■ Exercise
Scan the records below for the line with "If you could pin the white paint" and the line with "If you could pin the missing". Repeat those two lines and every line between them exactly, and nothing else.

■ Exercise materials

■ ■ ■ ■ ■ ■ ■

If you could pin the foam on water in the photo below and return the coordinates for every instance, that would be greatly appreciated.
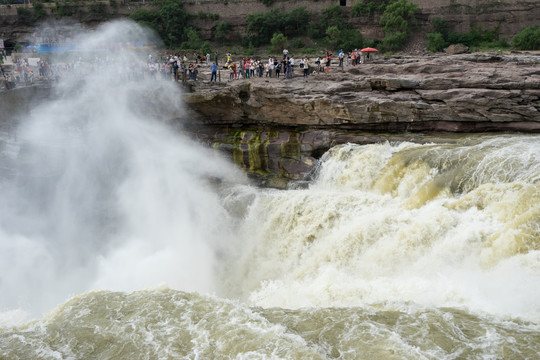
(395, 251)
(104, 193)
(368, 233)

■ ■ ■ ■ ■ ■ ■

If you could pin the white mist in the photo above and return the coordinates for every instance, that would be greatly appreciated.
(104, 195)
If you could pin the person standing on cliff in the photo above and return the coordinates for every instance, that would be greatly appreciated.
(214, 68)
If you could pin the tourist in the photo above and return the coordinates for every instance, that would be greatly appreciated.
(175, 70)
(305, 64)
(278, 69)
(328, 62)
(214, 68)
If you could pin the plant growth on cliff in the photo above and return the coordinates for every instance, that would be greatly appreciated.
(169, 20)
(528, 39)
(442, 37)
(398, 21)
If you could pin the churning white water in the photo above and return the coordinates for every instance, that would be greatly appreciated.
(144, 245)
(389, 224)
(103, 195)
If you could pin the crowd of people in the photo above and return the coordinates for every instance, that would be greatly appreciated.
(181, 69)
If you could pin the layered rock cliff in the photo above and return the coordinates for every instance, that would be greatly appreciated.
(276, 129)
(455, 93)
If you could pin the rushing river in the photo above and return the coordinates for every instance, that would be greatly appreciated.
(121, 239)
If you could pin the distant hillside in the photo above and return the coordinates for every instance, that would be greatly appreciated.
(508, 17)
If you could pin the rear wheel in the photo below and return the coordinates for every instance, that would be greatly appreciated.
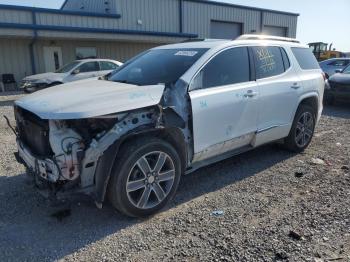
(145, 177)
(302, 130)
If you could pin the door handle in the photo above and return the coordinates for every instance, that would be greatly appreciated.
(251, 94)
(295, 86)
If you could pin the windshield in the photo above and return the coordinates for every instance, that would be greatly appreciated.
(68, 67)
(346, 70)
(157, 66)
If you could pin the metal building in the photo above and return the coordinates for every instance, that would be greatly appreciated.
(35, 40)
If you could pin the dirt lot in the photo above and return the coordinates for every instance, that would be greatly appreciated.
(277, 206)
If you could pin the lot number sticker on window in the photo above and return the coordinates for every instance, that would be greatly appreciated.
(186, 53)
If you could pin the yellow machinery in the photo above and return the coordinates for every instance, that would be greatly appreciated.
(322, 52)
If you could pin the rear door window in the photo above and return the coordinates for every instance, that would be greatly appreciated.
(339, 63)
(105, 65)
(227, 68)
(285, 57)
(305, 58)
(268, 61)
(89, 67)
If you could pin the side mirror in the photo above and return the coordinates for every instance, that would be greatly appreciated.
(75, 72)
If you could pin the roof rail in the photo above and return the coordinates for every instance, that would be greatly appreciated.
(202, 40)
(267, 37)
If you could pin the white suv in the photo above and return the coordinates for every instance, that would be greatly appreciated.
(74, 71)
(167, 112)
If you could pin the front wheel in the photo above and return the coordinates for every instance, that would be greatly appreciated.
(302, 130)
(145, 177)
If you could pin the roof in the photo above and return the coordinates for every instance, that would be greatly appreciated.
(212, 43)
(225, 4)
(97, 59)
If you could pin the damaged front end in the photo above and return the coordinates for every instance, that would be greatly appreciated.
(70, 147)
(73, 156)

■ ■ ■ ■ ■ ■ ■

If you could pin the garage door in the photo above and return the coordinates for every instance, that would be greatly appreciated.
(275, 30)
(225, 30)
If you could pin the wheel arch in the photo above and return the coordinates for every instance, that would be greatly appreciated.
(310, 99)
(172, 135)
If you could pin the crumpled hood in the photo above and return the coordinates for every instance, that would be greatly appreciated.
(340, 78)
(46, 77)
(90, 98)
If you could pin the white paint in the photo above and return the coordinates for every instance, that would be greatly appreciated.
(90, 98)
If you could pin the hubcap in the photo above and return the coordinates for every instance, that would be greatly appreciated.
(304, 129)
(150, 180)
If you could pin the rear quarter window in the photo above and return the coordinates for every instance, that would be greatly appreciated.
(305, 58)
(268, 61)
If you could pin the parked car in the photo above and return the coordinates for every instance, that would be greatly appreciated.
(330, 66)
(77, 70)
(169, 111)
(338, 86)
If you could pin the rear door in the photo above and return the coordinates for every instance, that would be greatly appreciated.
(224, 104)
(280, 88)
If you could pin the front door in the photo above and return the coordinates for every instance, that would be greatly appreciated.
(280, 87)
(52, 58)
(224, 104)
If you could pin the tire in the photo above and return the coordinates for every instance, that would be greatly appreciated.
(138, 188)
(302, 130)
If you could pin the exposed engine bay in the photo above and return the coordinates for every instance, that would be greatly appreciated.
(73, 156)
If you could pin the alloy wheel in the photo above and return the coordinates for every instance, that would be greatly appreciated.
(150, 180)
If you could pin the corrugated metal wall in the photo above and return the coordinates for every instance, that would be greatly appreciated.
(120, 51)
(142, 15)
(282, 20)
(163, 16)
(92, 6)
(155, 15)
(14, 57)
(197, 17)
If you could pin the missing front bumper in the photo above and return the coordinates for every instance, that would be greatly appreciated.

■ ■ ■ ■ ■ ■ ■

■ Written response
If you could pin the white paint in the photo above and return the coordinates for every instance, that would be greatly appreciated.
(90, 98)
If you could pin the hubcap in the photo above and return the coordinates for every instance, that would be greatly appreciated.
(304, 129)
(150, 180)
If you could pin the rear quarter window in the photo above and return the coordinates for every instance, that would be greatly appreciated.
(305, 58)
(268, 61)
If you could pin the parked car in the photo above and return the coordinates for every instance, that would be greatly appreciated.
(330, 66)
(77, 70)
(169, 111)
(338, 86)
If you could pin the rear door in the photo above and return the coordinates for every instance, that would be greatly appreciated.
(224, 104)
(280, 88)
If you could pin the front door in the photo above and return the coordinates for every instance, that would be greatly appreciated.
(280, 87)
(52, 58)
(224, 104)
If you could pin the tire in the photo above and return the coordinates for every instance, that would be greatly appreciated.
(138, 188)
(302, 130)
If you could pin the exposed engine bay in the photo above and return the coordinates for every instance, that would be greatly appreciated.
(73, 156)
If you could pin the alloy wheel in the photo above and return the coordinates for every instance, that would be greatly appreciated.
(150, 180)
If you could pin the corrugated metal wall in the photo above and return the coordinates for every instance, that would be greatly appreciated.
(120, 51)
(142, 15)
(282, 20)
(163, 16)
(92, 6)
(155, 15)
(14, 57)
(197, 17)
If you could pin the missing front bumper in the photo above and return the coordinates for every instance, that would be greatly appreciated.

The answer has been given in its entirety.